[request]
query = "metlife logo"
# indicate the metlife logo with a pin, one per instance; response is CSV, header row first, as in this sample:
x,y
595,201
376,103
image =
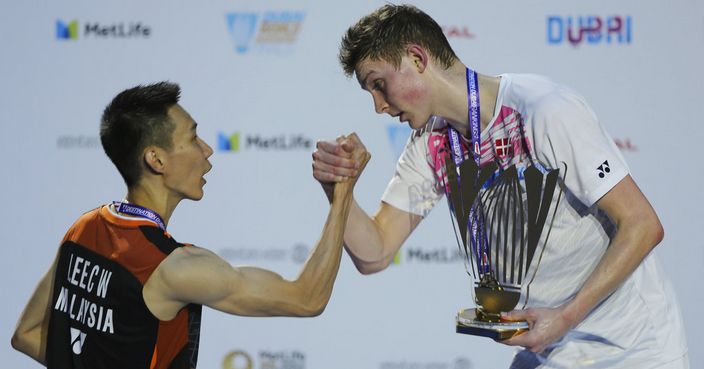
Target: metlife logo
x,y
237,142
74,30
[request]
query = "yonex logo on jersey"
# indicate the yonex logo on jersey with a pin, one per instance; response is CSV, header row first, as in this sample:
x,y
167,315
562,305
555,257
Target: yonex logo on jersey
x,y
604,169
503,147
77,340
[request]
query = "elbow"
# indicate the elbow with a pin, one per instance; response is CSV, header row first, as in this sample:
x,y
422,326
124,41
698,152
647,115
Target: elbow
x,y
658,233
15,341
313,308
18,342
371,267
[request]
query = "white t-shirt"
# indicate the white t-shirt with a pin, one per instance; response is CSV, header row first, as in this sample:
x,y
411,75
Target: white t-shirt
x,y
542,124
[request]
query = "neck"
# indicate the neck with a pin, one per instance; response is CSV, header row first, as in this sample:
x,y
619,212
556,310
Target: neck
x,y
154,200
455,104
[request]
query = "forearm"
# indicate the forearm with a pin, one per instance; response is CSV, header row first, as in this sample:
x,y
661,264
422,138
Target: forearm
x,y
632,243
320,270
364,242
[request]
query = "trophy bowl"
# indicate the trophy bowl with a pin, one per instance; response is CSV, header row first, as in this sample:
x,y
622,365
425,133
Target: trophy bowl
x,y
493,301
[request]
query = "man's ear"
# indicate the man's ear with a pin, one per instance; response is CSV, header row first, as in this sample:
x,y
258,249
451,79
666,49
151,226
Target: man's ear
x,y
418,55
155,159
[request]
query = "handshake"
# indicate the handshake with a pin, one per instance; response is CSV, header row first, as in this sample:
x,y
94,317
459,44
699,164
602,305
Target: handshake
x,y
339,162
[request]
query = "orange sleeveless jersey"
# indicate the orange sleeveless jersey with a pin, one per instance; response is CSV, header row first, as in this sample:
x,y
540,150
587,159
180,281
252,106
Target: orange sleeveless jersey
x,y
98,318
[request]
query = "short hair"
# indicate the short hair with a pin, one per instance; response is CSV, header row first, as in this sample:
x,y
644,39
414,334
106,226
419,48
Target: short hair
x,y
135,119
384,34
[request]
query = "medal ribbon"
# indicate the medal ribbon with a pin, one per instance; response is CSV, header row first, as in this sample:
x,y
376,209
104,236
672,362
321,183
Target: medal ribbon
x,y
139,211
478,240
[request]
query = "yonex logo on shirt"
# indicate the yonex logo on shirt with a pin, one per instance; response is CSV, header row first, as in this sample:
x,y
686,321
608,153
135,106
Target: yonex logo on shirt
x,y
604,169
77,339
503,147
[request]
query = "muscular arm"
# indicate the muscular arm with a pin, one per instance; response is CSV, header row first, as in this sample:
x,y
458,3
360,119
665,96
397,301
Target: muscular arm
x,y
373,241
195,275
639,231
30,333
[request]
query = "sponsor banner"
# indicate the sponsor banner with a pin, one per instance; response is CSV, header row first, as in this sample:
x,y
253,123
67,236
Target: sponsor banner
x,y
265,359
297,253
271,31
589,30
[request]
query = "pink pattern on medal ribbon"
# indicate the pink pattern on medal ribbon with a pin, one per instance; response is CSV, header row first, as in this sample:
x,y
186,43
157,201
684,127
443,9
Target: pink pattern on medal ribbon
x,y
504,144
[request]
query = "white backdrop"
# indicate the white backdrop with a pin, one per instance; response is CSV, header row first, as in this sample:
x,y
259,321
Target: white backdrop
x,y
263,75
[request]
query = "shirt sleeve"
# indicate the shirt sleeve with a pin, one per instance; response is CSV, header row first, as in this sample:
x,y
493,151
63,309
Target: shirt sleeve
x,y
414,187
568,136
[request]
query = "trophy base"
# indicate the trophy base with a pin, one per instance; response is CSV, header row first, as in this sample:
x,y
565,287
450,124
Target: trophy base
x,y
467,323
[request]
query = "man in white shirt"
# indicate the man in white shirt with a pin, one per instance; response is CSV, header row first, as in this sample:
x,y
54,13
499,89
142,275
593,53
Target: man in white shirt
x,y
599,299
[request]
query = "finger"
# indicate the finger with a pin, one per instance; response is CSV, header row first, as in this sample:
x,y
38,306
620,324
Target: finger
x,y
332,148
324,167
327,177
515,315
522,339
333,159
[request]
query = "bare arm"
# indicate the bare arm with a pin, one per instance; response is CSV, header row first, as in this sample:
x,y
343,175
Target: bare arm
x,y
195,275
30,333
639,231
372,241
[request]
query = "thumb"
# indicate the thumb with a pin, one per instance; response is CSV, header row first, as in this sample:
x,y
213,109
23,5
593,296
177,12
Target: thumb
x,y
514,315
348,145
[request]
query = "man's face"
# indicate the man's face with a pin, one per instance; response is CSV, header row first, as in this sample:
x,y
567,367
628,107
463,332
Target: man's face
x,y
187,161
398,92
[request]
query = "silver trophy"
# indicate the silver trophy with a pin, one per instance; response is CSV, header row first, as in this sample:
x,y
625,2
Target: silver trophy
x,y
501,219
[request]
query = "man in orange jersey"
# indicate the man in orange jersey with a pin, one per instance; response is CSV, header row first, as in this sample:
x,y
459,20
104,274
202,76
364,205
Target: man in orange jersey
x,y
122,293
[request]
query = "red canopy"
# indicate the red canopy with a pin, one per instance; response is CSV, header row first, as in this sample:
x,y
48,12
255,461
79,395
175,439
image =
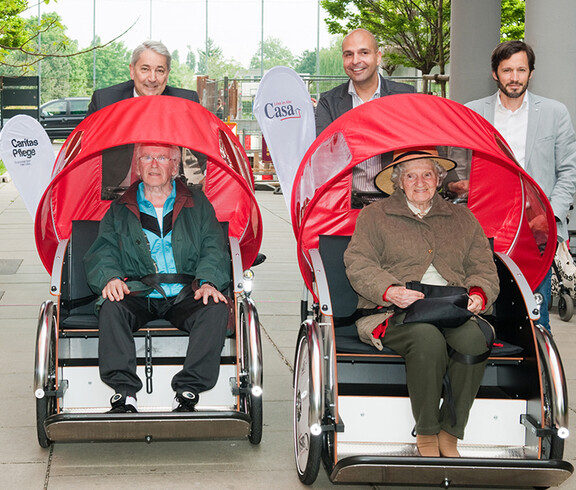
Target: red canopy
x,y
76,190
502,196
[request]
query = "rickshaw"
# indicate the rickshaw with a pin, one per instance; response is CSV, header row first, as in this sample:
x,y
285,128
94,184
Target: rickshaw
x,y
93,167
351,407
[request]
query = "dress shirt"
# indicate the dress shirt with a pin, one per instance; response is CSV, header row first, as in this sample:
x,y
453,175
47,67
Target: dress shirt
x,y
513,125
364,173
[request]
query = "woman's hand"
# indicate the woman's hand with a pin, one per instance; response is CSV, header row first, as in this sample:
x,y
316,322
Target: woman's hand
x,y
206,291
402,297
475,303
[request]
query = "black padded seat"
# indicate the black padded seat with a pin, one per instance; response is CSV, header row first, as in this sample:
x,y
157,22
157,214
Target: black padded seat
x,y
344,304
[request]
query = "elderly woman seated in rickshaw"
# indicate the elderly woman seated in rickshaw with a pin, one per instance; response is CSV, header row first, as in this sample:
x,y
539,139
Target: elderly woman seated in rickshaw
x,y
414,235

--------------------------------

Task to carry out =>
The entries above are to be printed again word for word, with every picture removed.

Solution to the problem =>
[request]
query = "metlife logo"
# indicate the metlife logo with a pin, one per instance; response is CSV, header row first, as in this sample:
x,y
595,201
376,103
image =
Target: metlife logo
x,y
237,142
74,30
[request]
query = "yonex logo on jersey"
# indicate the yonex logo on jersey with a pin, one per instance; response is CSV, header row first, as in this sample:
x,y
167,315
562,305
555,257
Target: yonex logo on jersey
x,y
604,169
503,147
77,340
[request]
query = "elbow"
# indicate the elbow with a pin, one per instance; response is CSV, header row first, as in this sample:
x,y
422,326
124,41
698,152
647,115
Target: elbow
x,y
658,233
15,341
313,308
18,342
371,267
[request]
query = "white t-shirt"
# indicate the white t-shirt with a pin, one per instance; response is CSV, header row first, as in this sample:
x,y
411,75
Target: white t-shirt
x,y
542,124
[request]
query = "neck"
# indicate the neck with a pin, one per instance; response is CSV, header row first, as in this sample:
x,y
619,212
556,310
Target: neck
x,y
154,200
455,104
[request]
query = "forearm"
# indicate the forearm with a pin, one per instance; response is CSV, header row first, as in this sample:
x,y
661,264
422,138
Target: forearm
x,y
632,243
320,270
364,242
[request]
query = "trophy bowl"
# indicate the trophy bowl with a pin, one per instance; response is CSV, header row first, as in this sample:
x,y
622,365
425,133
Target: trophy bowl
x,y
493,301
[request]
query = "man's ear"
# indicate the man's ear with a pin, one per instance; response is CSV, header row first, as in this sample:
x,y
258,249
451,79
666,49
151,226
Target: man's ear
x,y
418,55
155,159
[request]
query = "handshake"
# indicate the handshake with a pin, one per instance; response is CSV, header row first, as in this sample:
x,y
94,317
459,44
699,164
602,305
Target: handshake
x,y
339,162
[request]
query = "orange sleeveless jersey"
# indicate the orange sleeveless jersey with a pin, one per instance; response is CSV, header row first, as in this sample:
x,y
540,150
587,159
180,281
252,106
Target: orange sleeveless jersey
x,y
98,318
[request]
query = "short hair"
# indicate the short hair with a pin, one per instance; response is CSV, header row first, as in this sample:
x,y
644,39
414,334
106,226
419,48
Target: short hair
x,y
135,119
384,34
[request]
query = "medal ribbon"
# indicate the medal ribbon with a pin, one per instance; response is CSV, header row first, as in this sample:
x,y
376,209
104,236
672,362
321,183
Target: medal ribbon
x,y
139,211
478,240
[request]
query = "yonex logo on shirt"
# indicate the yonex logo on shirt with a pin, one per instance; response is CSV, header row first, as in this sample:
x,y
686,321
608,153
135,106
Target: yonex logo on shirt
x,y
604,169
77,339
503,147
[request]
query = "muscular arm"
# indicate the muscular arm with a pin, one per instance; response is CSV, header row first, as in this sample:
x,y
458,3
360,119
665,96
397,301
Target: muscular arm
x,y
373,241
195,275
639,231
30,333
[request]
query = "sponsor banner"
# indicate the sponsor banner with a pin, one per instance; response is CSV, header row first, as in this sample:
x,y
253,123
67,236
Target: sponsor banner
x,y
265,359
297,253
271,31
589,30
[request]
query = "pink pattern on medal ribbon"
# indicate the pink pattern on medal ribbon with a pin, one per instance; response is CSV, header row first, as in this sample:
x,y
186,43
157,201
684,127
443,9
Target: pink pattern on medal ribbon
x,y
504,144
[request]
query = "white backdrop"
# indicate the white backdrop with a pin, one per instance; response is CSV, header row first, as in this sample:
x,y
259,321
Target: white backdrop
x,y
263,75
[request]
query = "shirt sleeve"
# indicate the shirt sleeve with a pin, one per instance; response is CSV, header row first, as in this sample:
x,y
493,151
63,309
Target: shirt sleeve
x,y
414,187
568,136
[request]
query = "trophy base"
# indicate the trophy base with a pin, one per instance; response is CSV, header row first, as in this sample:
x,y
565,287
450,124
Target: trophy base
x,y
467,323
[request]
query = "man in white shirt"
# indicate the man in white shirt with a pin, one per instance; response is CSV, header row first, as in this sample:
x,y
54,13
499,89
142,275
593,53
Target: man in white shirt
x,y
599,299
[request]
query = "finger"
# indicate the finger with a pin, one per instance; response is CSV, header row first, as in this sample:
x,y
38,306
620,324
Target: finger
x,y
332,148
324,167
327,177
515,315
522,339
333,159
[request]
query = "bare arm"
# indicate the bare arm with a pin, one per instance; response is CSV, header row first, as in this sample:
x,y
343,175
Target: bare arm
x,y
195,275
30,333
639,231
372,241
[request]
query = "thumb"
# indicate the thumb with a pin, one per instance; response is CSV, header row first, as in this sample:
x,y
213,109
23,5
593,296
177,12
Target: thumb
x,y
514,315
348,145
[request]
query = "man's face"
# indicate the man's face with a pin, one per instance; response is CSV, header row first, as in this sample:
x,y
567,367
628,107
463,332
Target: man's face
x,y
187,161
398,92
[request]
query = "silver trophy"
# indicate the silver trophy with a pin, one per instance; response is CSV, header row first, as in this sample:
x,y
625,2
Target: silver trophy
x,y
501,219
[request]
query = "man in orange jersey"
# indicate the man in orange jersey with a pin, one per instance; response is CSV, header row first, as in this sample:
x,y
459,20
104,274
202,76
364,205
Target: man in orange jersey
x,y
122,293
[request]
query = "red canopy"
# indicate the red canopy with a pin, one per instance; response is CSV, header row first, as in this sample:
x,y
48,12
255,461
79,395
175,439
image =
Target: red canopy
x,y
76,190
502,196
[request]
query = "rickshaw"
# indicate the rickshaw with a pin, one per instance; response is CSV, header row first, as in this sample:
x,y
285,128
94,184
Target: rickshaw
x,y
93,167
351,407
[request]
query = "dress shirt"
# indicate the dress shirt with a pin, one per instance; response is CSV, header row first, as in this sample:
x,y
453,175
47,67
Target: dress shirt
x,y
513,125
364,173
[request]
query = "woman's hand"
# indicate the woman's hand with a pin, one per instance; response is CSV, header row first, as in this sample:
x,y
316,322
Target: woman's hand
x,y
206,291
402,297
475,303
[request]
query = "black padded seat"
# indicate the black padded seat with a pin, one per instance; response is CSV, header row first, as in this sample:
x,y
157,22
157,214
Target: black padded seat
x,y
344,304
[request]
query = "elderly woman seated in rickshaw"
# indicate the elderly woman seated in rickshaw with a pin, one per instance; response is CSV, header row first, as in this sample:
x,y
539,139
Target: elderly woman seated in rickshaw
x,y
414,235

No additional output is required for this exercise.